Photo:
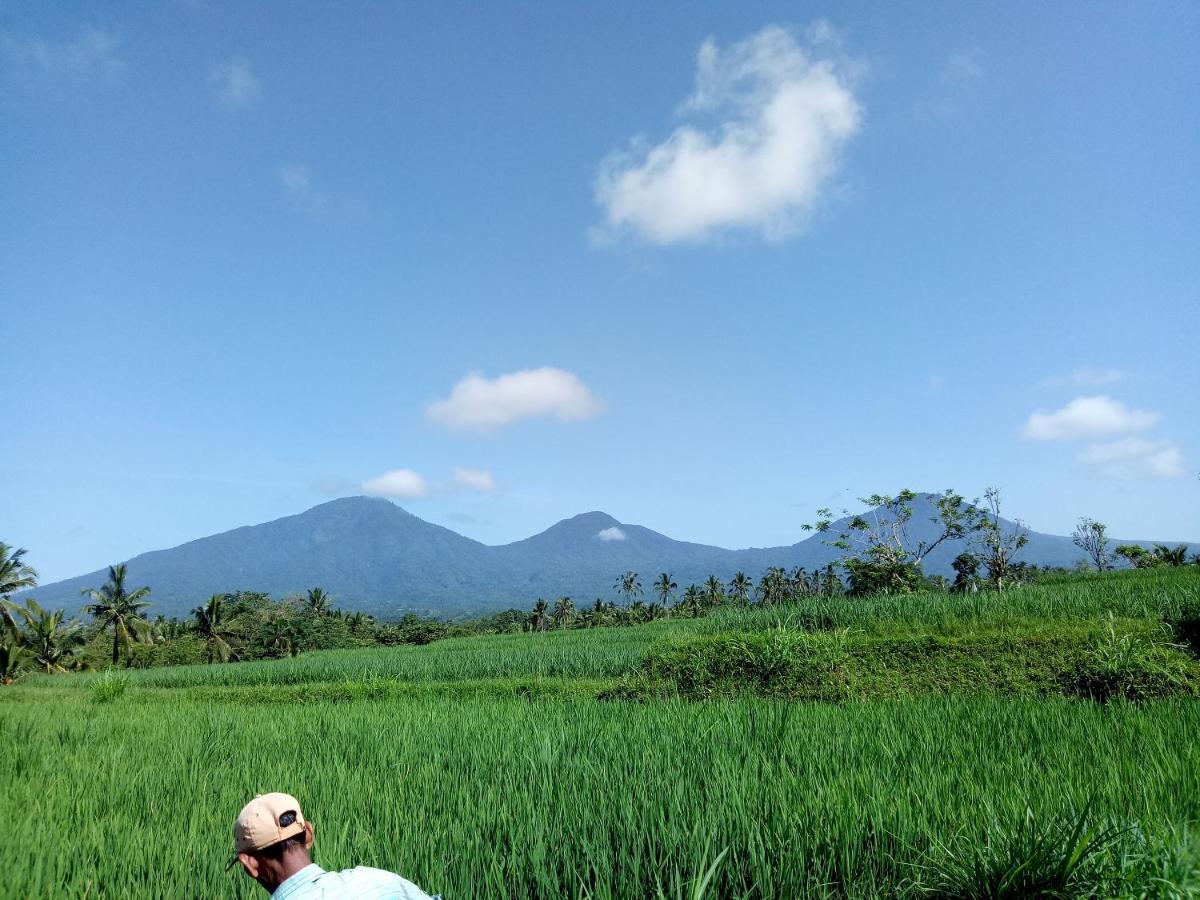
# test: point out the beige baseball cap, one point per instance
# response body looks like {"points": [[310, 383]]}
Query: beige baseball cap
{"points": [[267, 820]]}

THE PROBLEM: Can you recast every line of the listing above as a numbered list, skipping blank lines and leaving the pictures out?

THE RESULT:
1. Photo:
2. # test: point out the beige baseball cap, one point per instance
3. # response body looks like {"points": [[310, 383]]}
4. Query: beige baseball cap
5. {"points": [[267, 820]]}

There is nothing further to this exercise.